── 본문

이제 Operator Backpropagation을 사용하여 50큐비트 Heisenberg Spin Chain의 해밀토니안 동역학을 연구해 보겠습니다.

Step 1: Map classical inputs to a quantum problem

50큐비트 해밀토니안 $\hat{\mathcal{H}}_{XYZ}$ 를 대규모 문제에 적용합니다. $J$ 와 $h$ 계수 값은 소규모 예시와 동일합니다. 관측량 $M_Z = \frac{1}{N} \sum_{i=1}^N \langle Z_i \rangle$ 도 이전과 동일합니다. 이 문제는 고전적 완전 시뮬레이션의 범위를 벗어납니다.

num_qubits = 50
layout = [(i - 1, i) for i in range(1, num_qubits)]

# Instantiate a CouplingMap object
coupling_map = CouplingMap(layout)
graphviz_draw(coupling_map.graph, method="circo")

────

» 연습 과제 1: "Every instance of the fallen"이 들어 있는 줄부터 "pixel 634 199"가 들어 있는 줄까지의 기록을 모두 두 열짜리 CSV로 옮기세요. 열 이름은 "요청"과 "응답"으로 하고, 요청 하나를 한 행으로 삼아 두 값 모두 줄바꿈을 공백으로 바꾼 뒤 각각 큰따옴표로 묶은 한 필드에 넣으세요.

── 연습 자료

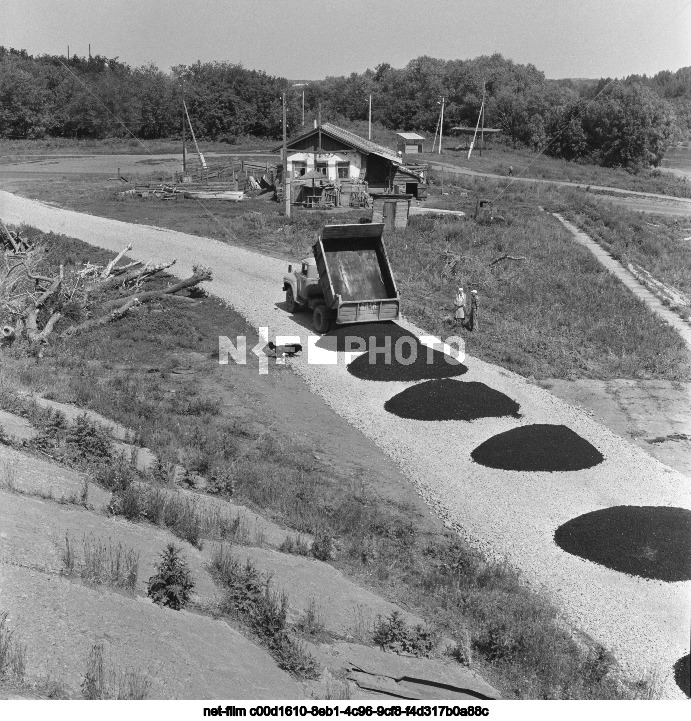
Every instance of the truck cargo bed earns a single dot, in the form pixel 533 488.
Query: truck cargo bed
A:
pixel 354 273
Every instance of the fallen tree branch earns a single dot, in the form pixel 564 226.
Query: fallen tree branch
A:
pixel 508 257
pixel 109 268
pixel 142 273
pixel 51 290
pixel 199 277
pixel 120 306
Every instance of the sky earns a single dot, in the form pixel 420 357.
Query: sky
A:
pixel 312 39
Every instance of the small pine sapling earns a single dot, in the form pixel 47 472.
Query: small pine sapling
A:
pixel 172 585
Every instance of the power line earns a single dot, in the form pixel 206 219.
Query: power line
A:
pixel 88 89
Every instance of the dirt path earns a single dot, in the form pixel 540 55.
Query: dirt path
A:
pixel 638 289
pixel 508 514
pixel 634 199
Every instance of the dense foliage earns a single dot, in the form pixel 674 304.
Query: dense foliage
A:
pixel 627 122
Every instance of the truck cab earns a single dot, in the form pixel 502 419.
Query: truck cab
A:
pixel 349 280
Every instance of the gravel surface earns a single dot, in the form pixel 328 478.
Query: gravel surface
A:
pixel 539 447
pixel 682 674
pixel 646 541
pixel 508 514
pixel 450 400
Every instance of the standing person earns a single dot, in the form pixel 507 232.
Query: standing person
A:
pixel 459 302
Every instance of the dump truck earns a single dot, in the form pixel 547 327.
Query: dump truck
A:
pixel 349 279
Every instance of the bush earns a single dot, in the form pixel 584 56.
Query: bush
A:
pixel 88 440
pixel 393 634
pixel 249 596
pixel 12 653
pixel 172 584
pixel 296 545
pixel 102 683
pixel 323 547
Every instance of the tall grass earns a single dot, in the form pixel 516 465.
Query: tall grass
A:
pixel 101 562
pixel 12 652
pixel 186 517
pixel 101 682
pixel 654 242
pixel 250 598
pixel 558 314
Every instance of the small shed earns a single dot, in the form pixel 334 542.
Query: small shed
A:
pixel 392 209
pixel 409 143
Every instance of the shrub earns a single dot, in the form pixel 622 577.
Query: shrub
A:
pixel 172 584
pixel 102 563
pixel 88 441
pixel 323 547
pixel 296 545
pixel 102 683
pixel 249 596
pixel 393 634
pixel 12 652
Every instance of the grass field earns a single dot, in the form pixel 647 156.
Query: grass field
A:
pixel 525 163
pixel 10 150
pixel 655 243
pixel 557 314
pixel 126 371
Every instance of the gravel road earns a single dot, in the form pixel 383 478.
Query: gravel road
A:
pixel 508 514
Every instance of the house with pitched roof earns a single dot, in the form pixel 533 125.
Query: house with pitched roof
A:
pixel 342 157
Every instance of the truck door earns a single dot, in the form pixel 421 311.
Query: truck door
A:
pixel 389 214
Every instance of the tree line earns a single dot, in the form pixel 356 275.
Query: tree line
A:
pixel 628 122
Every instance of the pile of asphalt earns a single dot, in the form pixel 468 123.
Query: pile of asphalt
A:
pixel 538 447
pixel 356 336
pixel 394 354
pixel 646 541
pixel 450 400
pixel 682 674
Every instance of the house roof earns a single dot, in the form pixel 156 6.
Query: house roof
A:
pixel 350 139
pixel 465 130
pixel 355 142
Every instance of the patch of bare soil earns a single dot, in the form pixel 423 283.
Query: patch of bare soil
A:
pixel 182 654
pixel 655 415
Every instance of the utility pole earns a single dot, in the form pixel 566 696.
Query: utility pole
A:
pixel 441 122
pixel 319 132
pixel 482 114
pixel 370 117
pixel 286 179
pixel 184 147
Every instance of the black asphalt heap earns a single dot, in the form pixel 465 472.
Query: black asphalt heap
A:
pixel 356 336
pixel 393 354
pixel 682 674
pixel 539 447
pixel 647 541
pixel 451 400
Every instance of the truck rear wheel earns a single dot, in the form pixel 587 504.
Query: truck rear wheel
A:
pixel 291 305
pixel 321 320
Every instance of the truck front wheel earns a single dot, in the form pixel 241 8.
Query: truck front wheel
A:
pixel 291 305
pixel 321 320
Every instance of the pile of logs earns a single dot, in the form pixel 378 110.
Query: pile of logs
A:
pixel 32 303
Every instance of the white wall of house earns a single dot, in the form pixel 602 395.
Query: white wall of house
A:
pixel 354 159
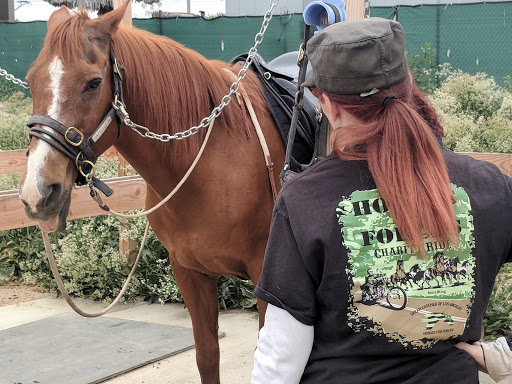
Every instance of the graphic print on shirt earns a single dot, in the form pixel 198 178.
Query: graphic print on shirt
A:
pixel 395 293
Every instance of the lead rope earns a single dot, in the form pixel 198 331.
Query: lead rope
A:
pixel 64 291
pixel 51 258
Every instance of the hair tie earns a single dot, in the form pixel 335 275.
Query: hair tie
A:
pixel 386 99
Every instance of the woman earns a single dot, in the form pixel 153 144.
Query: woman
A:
pixel 493 358
pixel 382 257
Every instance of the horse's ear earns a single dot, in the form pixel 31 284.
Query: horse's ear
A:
pixel 57 16
pixel 110 21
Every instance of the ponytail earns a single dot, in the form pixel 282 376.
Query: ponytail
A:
pixel 405 160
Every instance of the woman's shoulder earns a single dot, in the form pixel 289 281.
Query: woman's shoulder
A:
pixel 327 173
pixel 465 169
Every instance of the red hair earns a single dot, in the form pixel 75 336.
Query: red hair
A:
pixel 404 158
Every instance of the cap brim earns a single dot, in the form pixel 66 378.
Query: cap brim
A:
pixel 309 82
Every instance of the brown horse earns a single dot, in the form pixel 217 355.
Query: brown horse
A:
pixel 218 222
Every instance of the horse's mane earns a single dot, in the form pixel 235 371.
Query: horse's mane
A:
pixel 172 87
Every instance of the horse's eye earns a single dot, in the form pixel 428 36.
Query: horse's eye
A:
pixel 92 85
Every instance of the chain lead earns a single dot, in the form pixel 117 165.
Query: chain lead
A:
pixel 16 81
pixel 145 132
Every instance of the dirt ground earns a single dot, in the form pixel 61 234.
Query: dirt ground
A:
pixel 16 292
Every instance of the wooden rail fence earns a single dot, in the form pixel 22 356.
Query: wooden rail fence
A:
pixel 129 191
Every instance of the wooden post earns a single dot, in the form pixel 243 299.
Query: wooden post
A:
pixel 7 10
pixel 126 246
pixel 127 19
pixel 354 9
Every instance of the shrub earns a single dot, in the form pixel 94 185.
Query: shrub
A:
pixel 14 114
pixel 423 67
pixel 475 112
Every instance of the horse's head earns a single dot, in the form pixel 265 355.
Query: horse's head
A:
pixel 72 90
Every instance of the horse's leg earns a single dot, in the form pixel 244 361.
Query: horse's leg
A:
pixel 254 272
pixel 200 294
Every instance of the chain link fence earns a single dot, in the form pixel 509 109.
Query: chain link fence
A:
pixel 472 37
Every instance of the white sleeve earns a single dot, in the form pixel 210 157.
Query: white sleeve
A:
pixel 283 349
pixel 498 359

────

» 연습 과제 2:
다음 진술 (a), (b), (c)가 본문 내용과 맞는지 각각 예 또는 아니요로 답하고, 판단 근거가 되는 본문 구절을 그대로 인용하세요.
(a) 50큐비트 해밀토니안에 쓰는 J와 h 계수 값은 소규모 예시와 다르다.
(b) 이 문제는 고전적 완전 시뮬레이션의 범위를 벗어난다.
(c) 코드에서 num_qubits 값은 50으로 정해진다.

» 과제 답안 1:
요청,응답
"Every instance of the fallen tree branch earns a single dot, in the form pixel 564 226. Query: fallen tree branch A:","pixel 508 257 pixel 109 268 pixel 142 273 pixel 51 290 pixel 199 277 pixel 120 306"
"Every instance of the sky earns a single dot, in the form pixel 420 357. Query: sky A:","pixel 312 39"
"Every instance of the small pine sapling earns a single dot, in the form pixel 47 472. Query: small pine sapling A:","pixel 172 585"
"Every instance of the power line earns a single dot, in the form pixel 206 219. Query: power line A:","pixel 88 89"
"Every instance of the dirt path earns a single dot, in the form pixel 540 55. Query: dirt path A:","pixel 638 289 pixel 508 514 pixel 634 199"

» 과제 답안 2:
(a) 아니요. "$J$ 와 $h$ 계수 값은 소규모 예시와 동일합니다."
(b) 예. "이 문제는 고전적 완전 시뮬레이션의 범위를 벗어납니다."
(c) 예. "num_qubits = 50"